Exercise task: Please copy the lines below word for word, omitting the pictures from your answer.
* Start Records for the exercise *
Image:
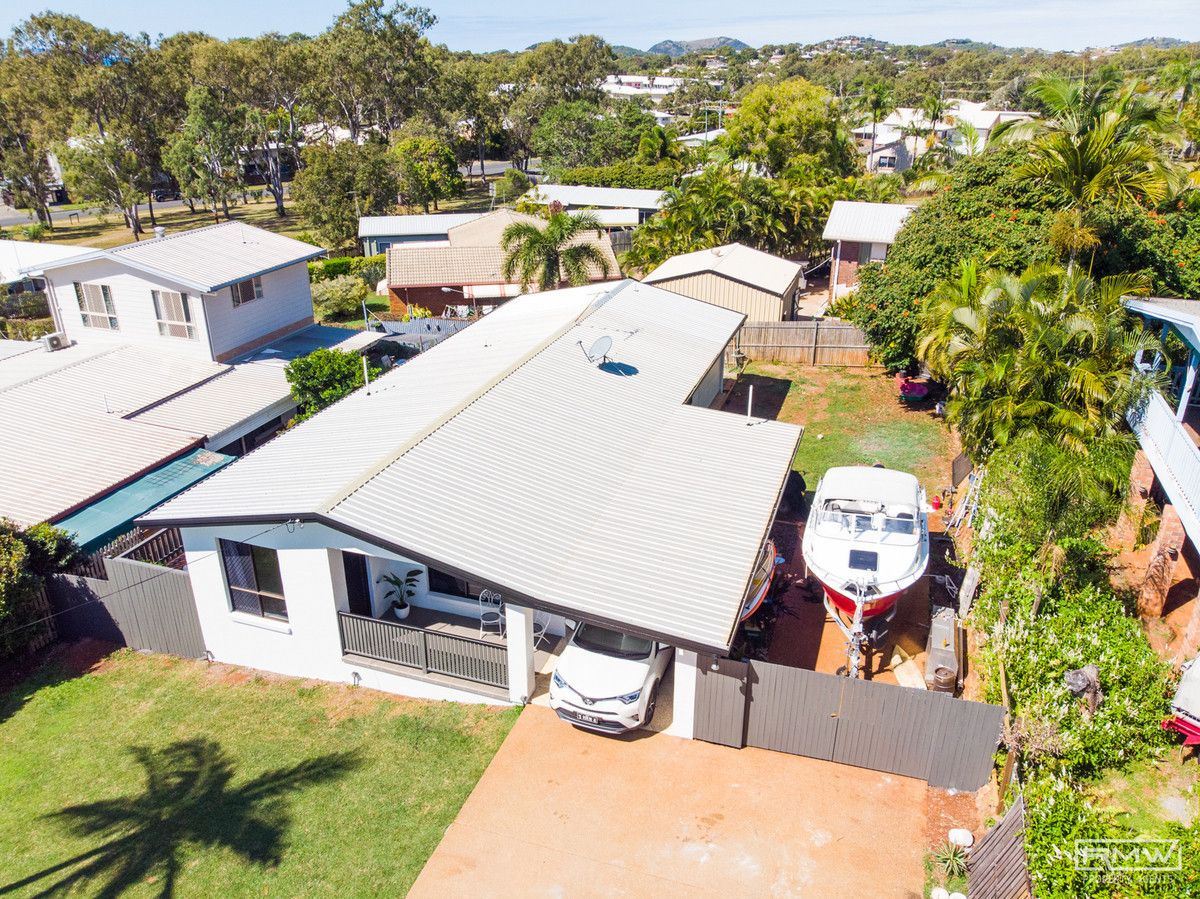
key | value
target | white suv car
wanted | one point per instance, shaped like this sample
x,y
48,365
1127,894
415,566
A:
* End Records for the exercise *
Task solution:
Image:
key | value
target | white suv car
wanted | one point per instance, shaped like this sample
x,y
48,365
1127,894
415,566
A:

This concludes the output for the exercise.